# What you will do:
From the data below, pull out every line that contains the string "rear" and copy each one in full. Case counts, so a line matches only if its letters have the same capitalization.

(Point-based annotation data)
########

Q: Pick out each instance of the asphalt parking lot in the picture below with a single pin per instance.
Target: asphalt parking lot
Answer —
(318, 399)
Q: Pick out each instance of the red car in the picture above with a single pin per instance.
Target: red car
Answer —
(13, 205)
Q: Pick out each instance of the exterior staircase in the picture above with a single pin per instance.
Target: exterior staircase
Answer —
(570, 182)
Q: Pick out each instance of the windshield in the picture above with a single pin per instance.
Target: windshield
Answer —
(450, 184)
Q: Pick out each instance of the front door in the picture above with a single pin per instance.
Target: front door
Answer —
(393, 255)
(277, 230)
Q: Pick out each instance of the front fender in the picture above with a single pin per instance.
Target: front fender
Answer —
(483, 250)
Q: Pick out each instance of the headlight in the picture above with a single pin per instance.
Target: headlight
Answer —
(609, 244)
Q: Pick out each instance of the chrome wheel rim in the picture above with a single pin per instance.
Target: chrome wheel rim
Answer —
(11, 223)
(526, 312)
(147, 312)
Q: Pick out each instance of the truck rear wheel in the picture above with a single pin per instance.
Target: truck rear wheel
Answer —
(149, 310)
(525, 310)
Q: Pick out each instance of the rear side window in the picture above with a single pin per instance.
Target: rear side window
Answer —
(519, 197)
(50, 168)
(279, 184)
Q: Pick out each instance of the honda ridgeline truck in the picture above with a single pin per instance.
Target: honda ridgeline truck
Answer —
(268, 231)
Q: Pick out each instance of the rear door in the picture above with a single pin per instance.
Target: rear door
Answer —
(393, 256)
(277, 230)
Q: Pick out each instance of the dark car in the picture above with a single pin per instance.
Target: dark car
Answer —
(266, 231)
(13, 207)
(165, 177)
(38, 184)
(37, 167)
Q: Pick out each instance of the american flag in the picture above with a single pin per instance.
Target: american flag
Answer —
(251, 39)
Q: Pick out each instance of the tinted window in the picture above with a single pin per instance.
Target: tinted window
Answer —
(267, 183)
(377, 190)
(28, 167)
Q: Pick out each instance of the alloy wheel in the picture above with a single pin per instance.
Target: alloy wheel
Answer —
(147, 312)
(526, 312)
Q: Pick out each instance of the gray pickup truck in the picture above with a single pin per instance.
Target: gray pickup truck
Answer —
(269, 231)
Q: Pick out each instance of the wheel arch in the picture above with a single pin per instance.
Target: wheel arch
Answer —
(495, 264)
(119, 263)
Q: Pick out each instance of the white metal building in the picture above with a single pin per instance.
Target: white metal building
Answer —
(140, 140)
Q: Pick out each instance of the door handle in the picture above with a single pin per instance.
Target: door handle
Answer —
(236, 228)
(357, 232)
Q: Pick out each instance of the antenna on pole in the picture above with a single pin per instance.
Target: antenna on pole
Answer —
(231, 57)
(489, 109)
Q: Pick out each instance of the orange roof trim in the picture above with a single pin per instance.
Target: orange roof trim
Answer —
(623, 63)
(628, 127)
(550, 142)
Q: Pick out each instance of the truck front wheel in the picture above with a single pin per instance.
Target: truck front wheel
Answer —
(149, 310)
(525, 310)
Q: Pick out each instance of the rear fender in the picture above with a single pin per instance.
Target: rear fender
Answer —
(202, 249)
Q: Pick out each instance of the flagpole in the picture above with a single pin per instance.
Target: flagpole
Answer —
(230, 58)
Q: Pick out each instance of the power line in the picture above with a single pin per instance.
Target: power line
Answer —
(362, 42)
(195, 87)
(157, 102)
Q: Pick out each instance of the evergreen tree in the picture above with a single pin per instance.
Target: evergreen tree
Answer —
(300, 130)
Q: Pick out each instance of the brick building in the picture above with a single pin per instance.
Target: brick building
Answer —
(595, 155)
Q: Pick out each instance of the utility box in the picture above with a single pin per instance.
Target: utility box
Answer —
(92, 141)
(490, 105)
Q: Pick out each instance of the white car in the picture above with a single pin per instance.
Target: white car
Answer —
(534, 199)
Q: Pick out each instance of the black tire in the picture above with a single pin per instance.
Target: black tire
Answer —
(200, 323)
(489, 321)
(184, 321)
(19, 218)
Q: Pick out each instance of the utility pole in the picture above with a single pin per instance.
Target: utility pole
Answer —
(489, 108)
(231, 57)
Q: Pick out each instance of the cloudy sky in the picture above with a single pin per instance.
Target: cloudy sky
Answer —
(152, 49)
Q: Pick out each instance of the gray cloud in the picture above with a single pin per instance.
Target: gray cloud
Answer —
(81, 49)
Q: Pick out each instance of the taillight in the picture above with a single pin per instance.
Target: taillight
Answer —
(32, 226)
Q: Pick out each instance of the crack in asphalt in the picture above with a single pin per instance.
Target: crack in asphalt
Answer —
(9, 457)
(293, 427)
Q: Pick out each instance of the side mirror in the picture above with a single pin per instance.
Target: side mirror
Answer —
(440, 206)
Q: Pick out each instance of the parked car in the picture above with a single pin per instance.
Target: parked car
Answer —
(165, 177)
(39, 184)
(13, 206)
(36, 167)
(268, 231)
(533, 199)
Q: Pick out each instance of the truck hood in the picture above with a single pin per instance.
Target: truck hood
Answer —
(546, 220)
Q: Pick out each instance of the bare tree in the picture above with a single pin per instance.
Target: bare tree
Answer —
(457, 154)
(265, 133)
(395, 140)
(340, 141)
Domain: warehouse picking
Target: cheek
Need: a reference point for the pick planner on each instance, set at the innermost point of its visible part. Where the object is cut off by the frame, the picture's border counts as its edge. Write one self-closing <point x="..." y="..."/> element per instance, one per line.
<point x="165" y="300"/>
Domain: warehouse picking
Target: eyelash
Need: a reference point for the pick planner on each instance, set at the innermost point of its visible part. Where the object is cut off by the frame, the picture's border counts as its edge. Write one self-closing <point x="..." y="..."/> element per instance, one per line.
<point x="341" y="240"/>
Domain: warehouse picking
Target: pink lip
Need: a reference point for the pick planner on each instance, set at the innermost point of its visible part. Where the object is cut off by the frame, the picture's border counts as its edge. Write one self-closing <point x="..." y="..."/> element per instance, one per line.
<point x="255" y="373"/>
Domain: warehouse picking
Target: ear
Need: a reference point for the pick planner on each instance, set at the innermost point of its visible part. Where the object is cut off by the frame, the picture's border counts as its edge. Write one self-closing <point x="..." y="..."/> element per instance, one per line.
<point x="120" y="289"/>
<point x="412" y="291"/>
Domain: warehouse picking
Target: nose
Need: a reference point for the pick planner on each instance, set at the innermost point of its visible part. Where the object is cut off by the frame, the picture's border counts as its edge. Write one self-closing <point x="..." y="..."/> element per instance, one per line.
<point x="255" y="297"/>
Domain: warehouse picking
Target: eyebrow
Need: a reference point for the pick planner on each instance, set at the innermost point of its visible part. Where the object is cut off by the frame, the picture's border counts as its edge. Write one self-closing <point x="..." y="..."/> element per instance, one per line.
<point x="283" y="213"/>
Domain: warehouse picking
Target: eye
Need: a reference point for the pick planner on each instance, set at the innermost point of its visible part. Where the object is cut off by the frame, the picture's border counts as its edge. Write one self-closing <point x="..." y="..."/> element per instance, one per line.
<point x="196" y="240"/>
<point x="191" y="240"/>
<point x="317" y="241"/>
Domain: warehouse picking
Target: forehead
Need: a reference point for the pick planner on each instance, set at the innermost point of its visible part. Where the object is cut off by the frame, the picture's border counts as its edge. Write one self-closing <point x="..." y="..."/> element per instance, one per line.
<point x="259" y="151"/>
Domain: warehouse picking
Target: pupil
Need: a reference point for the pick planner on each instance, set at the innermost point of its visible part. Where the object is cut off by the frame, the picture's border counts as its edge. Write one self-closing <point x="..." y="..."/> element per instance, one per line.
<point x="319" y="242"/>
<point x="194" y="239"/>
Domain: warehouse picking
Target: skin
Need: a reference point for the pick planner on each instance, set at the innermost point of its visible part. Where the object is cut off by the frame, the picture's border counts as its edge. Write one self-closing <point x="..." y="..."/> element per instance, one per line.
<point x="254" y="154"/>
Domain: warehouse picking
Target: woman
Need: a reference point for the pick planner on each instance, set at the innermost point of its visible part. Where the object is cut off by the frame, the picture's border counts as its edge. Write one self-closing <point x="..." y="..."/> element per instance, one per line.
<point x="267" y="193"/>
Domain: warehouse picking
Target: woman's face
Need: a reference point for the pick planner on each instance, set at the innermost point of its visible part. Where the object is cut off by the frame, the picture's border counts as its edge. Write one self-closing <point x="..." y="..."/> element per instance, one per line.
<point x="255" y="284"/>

########

# Result of this exercise:
Q: Pick out each instance of the truck rear wheel in the picture above with a single pin per instance.
Target: truck rear wheel
Q: Pick out each instance of the rear side window in the picture above with a single pin per instance.
Target: rear side window
Q: Pick out each instance of the rear door in the picture above with a single pin per instance.
Target: rear door
Q: Pick out each instance of the rear fender in the picture above with a single pin per instance.
Target: rear fender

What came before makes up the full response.